- What is asked: Please identify each line below that contains the word "barn" and copy every one of those lines. Case counts.

>>>

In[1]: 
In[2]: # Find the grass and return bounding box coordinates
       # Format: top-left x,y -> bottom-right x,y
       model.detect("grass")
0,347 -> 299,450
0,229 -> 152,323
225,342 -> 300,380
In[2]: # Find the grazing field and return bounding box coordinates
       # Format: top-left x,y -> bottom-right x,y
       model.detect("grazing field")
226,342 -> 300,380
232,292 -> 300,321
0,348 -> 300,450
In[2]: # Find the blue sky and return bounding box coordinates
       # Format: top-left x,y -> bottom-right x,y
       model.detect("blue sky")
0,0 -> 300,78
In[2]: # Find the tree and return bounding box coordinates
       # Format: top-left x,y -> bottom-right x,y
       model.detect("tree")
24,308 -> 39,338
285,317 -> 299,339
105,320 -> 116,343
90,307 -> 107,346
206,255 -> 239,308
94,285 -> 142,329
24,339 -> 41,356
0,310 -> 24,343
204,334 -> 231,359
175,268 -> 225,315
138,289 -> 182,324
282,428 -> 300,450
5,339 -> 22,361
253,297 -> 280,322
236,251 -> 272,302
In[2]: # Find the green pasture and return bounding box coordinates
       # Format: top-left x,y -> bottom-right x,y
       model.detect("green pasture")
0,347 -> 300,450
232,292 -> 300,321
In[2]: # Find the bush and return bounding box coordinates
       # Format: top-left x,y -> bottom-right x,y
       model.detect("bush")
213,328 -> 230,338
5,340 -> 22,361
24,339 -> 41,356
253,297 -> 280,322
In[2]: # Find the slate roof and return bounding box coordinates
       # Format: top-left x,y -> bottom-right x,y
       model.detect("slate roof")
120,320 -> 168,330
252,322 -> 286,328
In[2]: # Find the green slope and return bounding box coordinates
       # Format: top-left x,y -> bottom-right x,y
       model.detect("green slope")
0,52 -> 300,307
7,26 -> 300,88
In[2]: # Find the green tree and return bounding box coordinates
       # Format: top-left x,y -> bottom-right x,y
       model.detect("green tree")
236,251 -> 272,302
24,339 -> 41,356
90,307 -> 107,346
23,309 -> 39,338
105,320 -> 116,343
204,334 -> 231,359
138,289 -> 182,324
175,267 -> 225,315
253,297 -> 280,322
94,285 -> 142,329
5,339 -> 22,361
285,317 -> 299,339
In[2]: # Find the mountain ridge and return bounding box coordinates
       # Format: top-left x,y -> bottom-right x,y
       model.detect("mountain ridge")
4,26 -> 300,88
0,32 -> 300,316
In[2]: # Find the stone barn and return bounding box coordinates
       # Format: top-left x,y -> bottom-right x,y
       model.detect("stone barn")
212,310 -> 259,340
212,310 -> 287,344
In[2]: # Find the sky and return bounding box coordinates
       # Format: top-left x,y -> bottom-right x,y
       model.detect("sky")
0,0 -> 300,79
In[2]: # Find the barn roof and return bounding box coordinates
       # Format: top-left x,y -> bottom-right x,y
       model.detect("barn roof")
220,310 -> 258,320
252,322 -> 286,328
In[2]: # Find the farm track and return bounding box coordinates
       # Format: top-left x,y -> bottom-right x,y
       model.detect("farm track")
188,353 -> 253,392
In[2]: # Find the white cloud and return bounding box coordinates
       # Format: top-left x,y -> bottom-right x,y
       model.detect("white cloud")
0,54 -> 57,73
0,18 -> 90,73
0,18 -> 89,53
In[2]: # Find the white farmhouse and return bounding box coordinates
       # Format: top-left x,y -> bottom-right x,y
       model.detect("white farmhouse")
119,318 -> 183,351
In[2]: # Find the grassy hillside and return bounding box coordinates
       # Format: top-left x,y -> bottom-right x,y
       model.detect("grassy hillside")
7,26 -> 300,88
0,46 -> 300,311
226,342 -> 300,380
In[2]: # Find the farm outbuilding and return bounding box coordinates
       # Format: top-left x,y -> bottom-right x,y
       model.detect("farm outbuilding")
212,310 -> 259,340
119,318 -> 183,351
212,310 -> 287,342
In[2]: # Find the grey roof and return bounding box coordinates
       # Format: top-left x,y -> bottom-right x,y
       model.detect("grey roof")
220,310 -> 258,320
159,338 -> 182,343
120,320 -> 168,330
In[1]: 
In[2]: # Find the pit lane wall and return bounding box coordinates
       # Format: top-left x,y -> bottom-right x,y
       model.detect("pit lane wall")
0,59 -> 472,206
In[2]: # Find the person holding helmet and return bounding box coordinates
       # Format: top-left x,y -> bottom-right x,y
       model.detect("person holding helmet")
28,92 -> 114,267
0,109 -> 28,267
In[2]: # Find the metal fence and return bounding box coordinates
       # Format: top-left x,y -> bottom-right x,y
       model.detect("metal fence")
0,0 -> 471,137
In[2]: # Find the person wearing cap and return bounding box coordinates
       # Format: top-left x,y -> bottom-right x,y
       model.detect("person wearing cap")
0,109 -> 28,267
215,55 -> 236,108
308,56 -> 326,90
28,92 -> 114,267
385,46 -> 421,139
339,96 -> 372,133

<<<

- Finished exercise:
In[2]: # Find the stone barn and return bounding box coordinates
       model.detect("stone barn")
In[2]: # Find the barn roof and return bounding box coordinates
       model.detect("barn roof")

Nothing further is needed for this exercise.